Begin

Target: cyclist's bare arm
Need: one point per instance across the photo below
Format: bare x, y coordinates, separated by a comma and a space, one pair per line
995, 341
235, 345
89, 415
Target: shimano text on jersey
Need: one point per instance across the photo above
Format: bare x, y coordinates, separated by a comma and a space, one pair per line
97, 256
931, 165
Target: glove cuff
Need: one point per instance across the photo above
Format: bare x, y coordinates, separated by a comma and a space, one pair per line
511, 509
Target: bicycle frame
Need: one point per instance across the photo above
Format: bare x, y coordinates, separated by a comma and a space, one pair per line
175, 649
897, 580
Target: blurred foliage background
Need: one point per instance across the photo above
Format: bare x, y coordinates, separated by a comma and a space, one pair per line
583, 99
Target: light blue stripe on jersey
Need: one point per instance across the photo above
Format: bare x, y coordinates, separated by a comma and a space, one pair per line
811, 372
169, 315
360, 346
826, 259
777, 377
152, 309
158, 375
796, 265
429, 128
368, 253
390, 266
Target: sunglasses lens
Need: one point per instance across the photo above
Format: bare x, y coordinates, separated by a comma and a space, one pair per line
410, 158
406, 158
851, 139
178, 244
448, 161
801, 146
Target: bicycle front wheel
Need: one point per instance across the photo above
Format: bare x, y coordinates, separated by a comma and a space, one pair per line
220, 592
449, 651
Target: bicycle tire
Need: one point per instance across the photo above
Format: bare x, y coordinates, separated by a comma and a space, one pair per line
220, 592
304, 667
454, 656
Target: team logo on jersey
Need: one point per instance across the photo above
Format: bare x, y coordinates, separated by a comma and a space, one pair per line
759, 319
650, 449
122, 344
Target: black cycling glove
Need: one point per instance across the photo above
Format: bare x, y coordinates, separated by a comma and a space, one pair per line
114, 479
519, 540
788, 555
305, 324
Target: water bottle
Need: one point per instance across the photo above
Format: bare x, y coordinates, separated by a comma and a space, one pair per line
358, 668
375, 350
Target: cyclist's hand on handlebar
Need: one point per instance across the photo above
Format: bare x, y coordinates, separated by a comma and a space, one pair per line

End

_Given instruction_: Using the listing above, please repeat every entry exactly.

_Result of the exercise_:
Target: cyclist's bare arm
Need: one point per instance across the photo below
Format: bare x, y coordinates, separated by a comma and a space, one pair per line
995, 341
235, 345
89, 415
Target: shimano text on jersey
Need: one point per instance across the photo above
Format: bare x, y coordinates, separated by a comma and a space, one pair per line
97, 256
931, 165
Target: glove cuff
Need: one point per instance across the photo above
Format: bare x, y coordinates, separated by a comma and a space, one pair per line
511, 509
Target: bicycle frame
Need: one point per instance across the photo above
Format: bare x, y coordinates, separated by a comma and a space, one pair per line
175, 649
897, 580
Target: blurred foliage background
Need: one point per instance across the photo above
Format: bare x, y coordinates, separated by a comma and a space, one pair per line
583, 99
Target: light blue stripe on jersey
Need: one point per instance across the photo above
Format: bare x, y coordinates, separated by a comma and a space, one pair per line
811, 372
169, 315
360, 346
826, 259
777, 377
152, 309
158, 375
796, 265
429, 128
368, 253
390, 266
Target: sunglasses lens
Need: one point per instance across the photo above
Format: bare x, y coordinates, separated by a comma and a space, one pair per line
410, 158
406, 158
851, 139
178, 244
448, 161
801, 146
Target: bicycle front wheel
Need: one point per instance across the photo above
Format: bare x, y coordinates, separated by a comma and a space, one pair per line
220, 592
449, 651
Target: bicycle tire
Need: one point per instance across the photo above
Format: bare x, y coordinates, separated by a comma and a space, one pair per line
220, 592
304, 667
454, 656
Target: team logo on jersey
Need: one point per instance across the photo above
Format: bare x, y coordinates, separated by a comma and a space, one pair per line
759, 319
650, 449
122, 344
Target: black cycling glove
Need: one point per instance across the photo above
Format: bare x, y coordinates, separated by a comma and a space, one pair per line
114, 479
519, 540
788, 555
305, 324
Target: water bottle
Need: one point per instance across the photo above
Format: bare x, y coordinates, separated by a comma and a space, one pair per line
358, 668
375, 350
Target: cyclist's hand on handlebar
Need: one point per instance across the photo above
Format: bare x, y coordinates, separated by a comma and a space, one pair per line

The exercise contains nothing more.